Short exercise
Format the lines below as a Markdown table with the columns Row and Text, giving each line a number and skipping blank ones. Leave the pictures out of the answer.

start Exercise material

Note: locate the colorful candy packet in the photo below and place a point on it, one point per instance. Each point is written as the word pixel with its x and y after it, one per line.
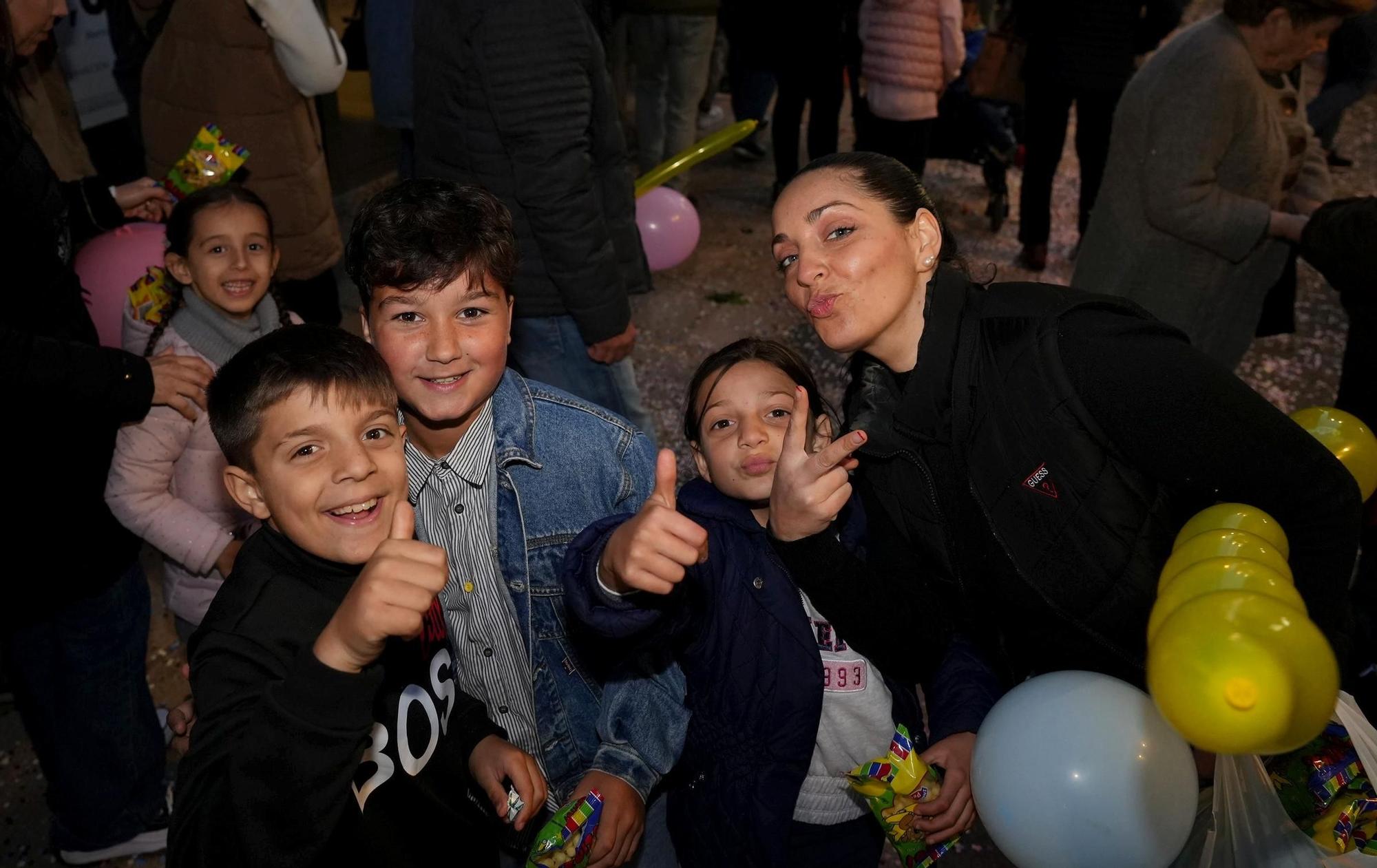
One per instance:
pixel 893 787
pixel 210 162
pixel 567 840
pixel 1349 821
pixel 149 295
pixel 1309 779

end Exercise material

Finished exercise
| Row | Text |
|---|---|
| 1 | Note: locate the colorful candy packet in the photo below and place a point on it, one point per instance. Each point is written as the word pixel with its x and y after it, one per line. |
| 2 | One per instance: |
| 3 | pixel 893 787 |
| 4 | pixel 210 162 |
| 5 | pixel 567 840 |
| 6 | pixel 1349 821 |
| 7 | pixel 149 295 |
| 8 | pixel 1309 779 |